━━━ Extrait du document
7. Pour rejeter les demandes présentées par l'assurée, après avoir rappelé que les conditions générales du contrat prévoient la garantie des pertes d'exploitation que pourrait subir l'assurée du fait de l'interruption ou de la réduction de son activité « résultant d'une mesure d'interdiction d'accès émanant des autorités administratives ou judiciaires, prises à la suite d'un événement extérieur à votre activité ou aux locaux dans lesquels vous l'exercez », l'arrêt énonce que la mise en oeuvre de cette garantie est subordonnée à une interdiction d'accès, notion claire, qui consiste en une défense absolue de pénétrer dans les locaux assurés et ne peut donner lieu à interprétation.
8. Il relève, ensuite, qu'en application des arrêtés et décrets, adoptés successivement à compter du 14 mars 2020, puis du 29 octobre 2020, les restaurants et débits de boisson n'ont plus pu recevoir du public à compter du 15 mars 2020 jusqu'au 1er juin 2020, puis à compter du 30 octobre 2020, mais que les activités de livraison et de vente à emporter restaient toutefois autorisées.
9. L'arrêt retient que certains cas d'ouverture de la garantie couvrent seulement la réduction de l'activité, alors que d'autres, au rang desquels figure en particulier celui dont la mobilisation est sollicitée, supposent son interruption totale.
10. Il ajoute, d'une part, que les mesures de restrictions prises n'étaient pas constitutives de mesures d'interdiction d'accès aux locaux des restaurants puisque celui-ci était toujours possible pour les dirigeants, les salariés et les fournisseurs, et que l'accès de la clientèle aux locaux restait autorisé pour l'activité de vente à emporter, d'autre part, que la fermeture des établissements résulte d'un choix stratégique opéré par la société qui a décidé de ne pas mettre en place une activité de vente à emporter, en présence d'une situation la contraignant à une réduction d'activité, et en déduit, enfin, que la garantie pertes d'exploitation sollicitée n'est pas mobilisable.
━━━━━━
━━━ Entrées présentées
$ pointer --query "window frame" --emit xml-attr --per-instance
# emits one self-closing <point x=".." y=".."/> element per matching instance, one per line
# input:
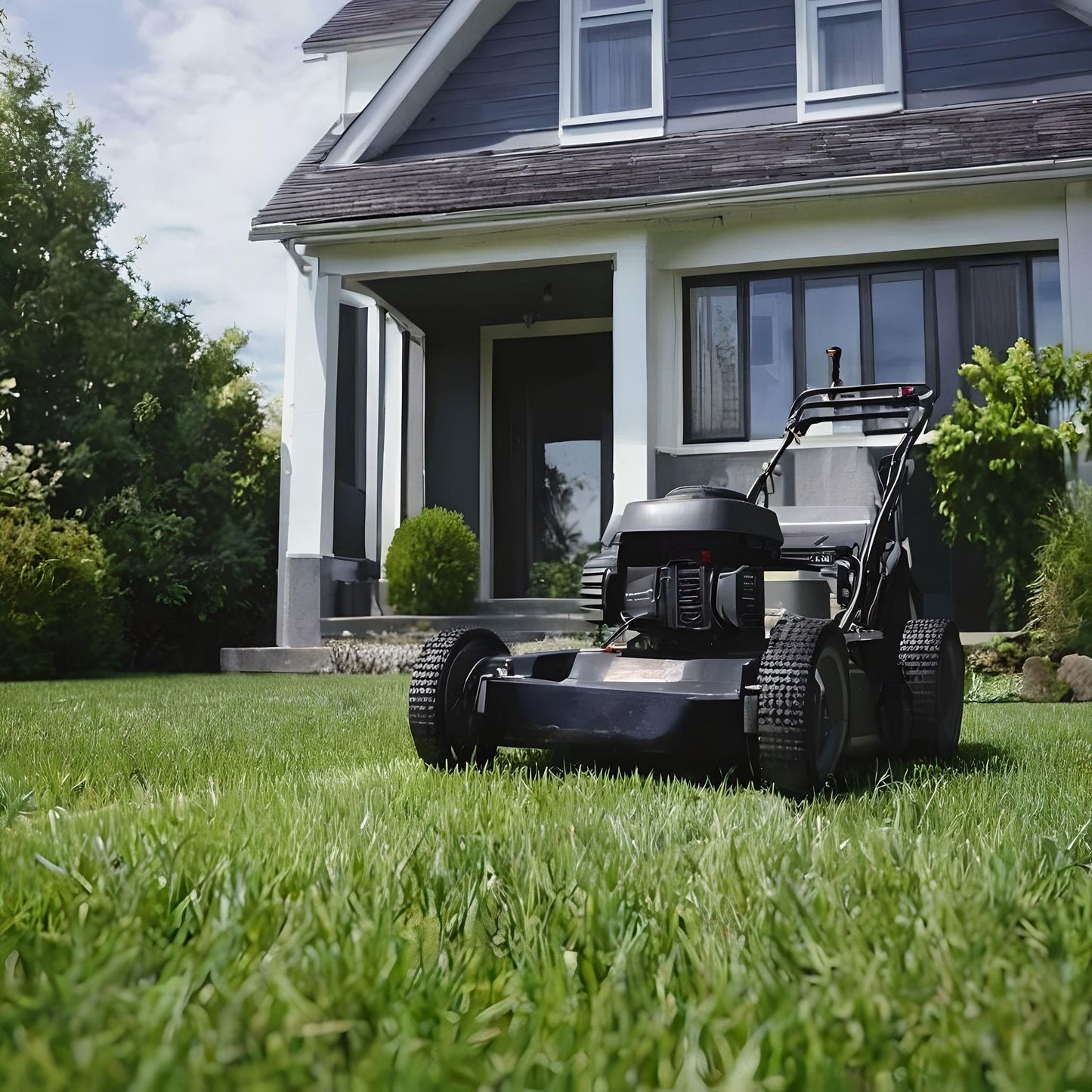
<point x="959" y="264"/>
<point x="848" y="102"/>
<point x="623" y="125"/>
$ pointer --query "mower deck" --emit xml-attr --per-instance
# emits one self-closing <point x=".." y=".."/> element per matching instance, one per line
<point x="633" y="704"/>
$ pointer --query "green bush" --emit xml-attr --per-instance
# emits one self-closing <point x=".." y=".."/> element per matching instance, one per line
<point x="432" y="565"/>
<point x="1062" y="593"/>
<point x="557" y="580"/>
<point x="998" y="463"/>
<point x="58" y="606"/>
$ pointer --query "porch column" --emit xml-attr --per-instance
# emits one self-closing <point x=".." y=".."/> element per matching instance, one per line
<point x="391" y="496"/>
<point x="307" y="451"/>
<point x="1076" y="262"/>
<point x="633" y="451"/>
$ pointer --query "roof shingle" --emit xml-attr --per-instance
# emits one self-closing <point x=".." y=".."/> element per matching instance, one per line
<point x="982" y="135"/>
<point x="360" y="20"/>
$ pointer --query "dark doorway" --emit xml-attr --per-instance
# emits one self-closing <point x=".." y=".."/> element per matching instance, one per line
<point x="552" y="471"/>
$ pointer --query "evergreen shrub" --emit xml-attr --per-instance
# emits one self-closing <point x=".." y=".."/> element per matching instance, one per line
<point x="432" y="565"/>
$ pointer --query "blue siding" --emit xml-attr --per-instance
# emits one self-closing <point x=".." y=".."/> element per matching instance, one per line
<point x="976" y="51"/>
<point x="728" y="56"/>
<point x="506" y="88"/>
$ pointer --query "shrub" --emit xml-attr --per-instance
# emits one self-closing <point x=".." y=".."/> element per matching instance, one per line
<point x="1062" y="593"/>
<point x="996" y="464"/>
<point x="557" y="580"/>
<point x="432" y="565"/>
<point x="58" y="606"/>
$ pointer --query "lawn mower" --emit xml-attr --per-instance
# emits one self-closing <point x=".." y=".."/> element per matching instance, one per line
<point x="691" y="670"/>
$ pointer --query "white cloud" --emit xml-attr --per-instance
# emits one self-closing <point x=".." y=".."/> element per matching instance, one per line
<point x="198" y="134"/>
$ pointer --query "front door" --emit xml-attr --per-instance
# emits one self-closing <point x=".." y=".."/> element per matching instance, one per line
<point x="552" y="473"/>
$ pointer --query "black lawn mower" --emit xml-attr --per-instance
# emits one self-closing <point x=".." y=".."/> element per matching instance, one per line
<point x="691" y="672"/>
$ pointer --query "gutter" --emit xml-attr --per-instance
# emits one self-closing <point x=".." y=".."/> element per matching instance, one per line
<point x="579" y="212"/>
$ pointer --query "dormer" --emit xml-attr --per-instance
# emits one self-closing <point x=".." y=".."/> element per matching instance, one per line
<point x="366" y="41"/>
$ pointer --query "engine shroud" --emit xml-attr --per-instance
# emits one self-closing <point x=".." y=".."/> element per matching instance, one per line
<point x="694" y="561"/>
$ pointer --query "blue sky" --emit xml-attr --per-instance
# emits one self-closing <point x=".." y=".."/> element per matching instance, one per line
<point x="203" y="107"/>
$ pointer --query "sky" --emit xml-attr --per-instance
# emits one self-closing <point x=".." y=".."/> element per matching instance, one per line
<point x="203" y="107"/>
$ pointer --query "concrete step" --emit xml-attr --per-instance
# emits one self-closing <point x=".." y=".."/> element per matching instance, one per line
<point x="527" y="626"/>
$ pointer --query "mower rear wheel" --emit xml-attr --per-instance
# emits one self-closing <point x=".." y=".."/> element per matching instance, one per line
<point x="444" y="726"/>
<point x="804" y="704"/>
<point x="930" y="654"/>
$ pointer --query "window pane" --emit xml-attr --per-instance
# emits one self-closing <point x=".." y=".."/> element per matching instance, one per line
<point x="899" y="328"/>
<point x="832" y="317"/>
<point x="771" y="356"/>
<point x="616" y="67"/>
<point x="716" y="407"/>
<point x="1047" y="291"/>
<point x="849" y="47"/>
<point x="996" y="307"/>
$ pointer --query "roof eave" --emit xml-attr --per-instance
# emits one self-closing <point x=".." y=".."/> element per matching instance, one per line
<point x="673" y="203"/>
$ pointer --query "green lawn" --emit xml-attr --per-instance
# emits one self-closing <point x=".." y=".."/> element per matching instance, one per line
<point x="255" y="881"/>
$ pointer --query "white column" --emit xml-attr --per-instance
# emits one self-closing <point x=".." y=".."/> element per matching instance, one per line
<point x="391" y="497"/>
<point x="633" y="454"/>
<point x="415" y="428"/>
<point x="1076" y="262"/>
<point x="307" y="447"/>
<point x="373" y="431"/>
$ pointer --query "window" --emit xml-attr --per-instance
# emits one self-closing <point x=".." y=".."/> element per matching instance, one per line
<point x="755" y="341"/>
<point x="611" y="69"/>
<point x="849" y="58"/>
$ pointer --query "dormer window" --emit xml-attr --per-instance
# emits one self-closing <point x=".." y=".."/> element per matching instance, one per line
<point x="611" y="70"/>
<point x="849" y="58"/>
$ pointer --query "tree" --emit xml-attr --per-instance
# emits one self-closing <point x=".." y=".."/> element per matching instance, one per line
<point x="998" y="464"/>
<point x="161" y="432"/>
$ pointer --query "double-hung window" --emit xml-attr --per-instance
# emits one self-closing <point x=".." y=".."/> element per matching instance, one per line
<point x="611" y="69"/>
<point x="849" y="58"/>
━━━━━━
Votre objectif: Recopiez sans aucune modification, dans l'extrait de l'arrêt, tout ce qui va de « 7. Pour rejeter » jusqu'à « lieu à interprétation. ». Les entrées ci-dessus proviennent d'une source distincte.

Problème résolu:
7. Pour rejeter les demandes présentées par l'assurée, après avoir rappelé que les conditions générales du contrat prévoient la garantie des pertes d'exploitation que pourrait subir l'assurée du fait de l'interruption ou de la réduction de son activité « résultant d'une mesure d'interdiction d'accès émanant des autorités administratives ou judiciaires, prises à la suite d'un événement extérieur à votre activité ou aux locaux dans lesquels vous l'exercez », l'arrêt énonce que la mise en oeuvre de cette garantie est subordonnée à une interdiction d'accès, notion claire, qui consiste en une défense absolue de pénétrer dans les locaux assurés et ne peut donner lieu à interprétation.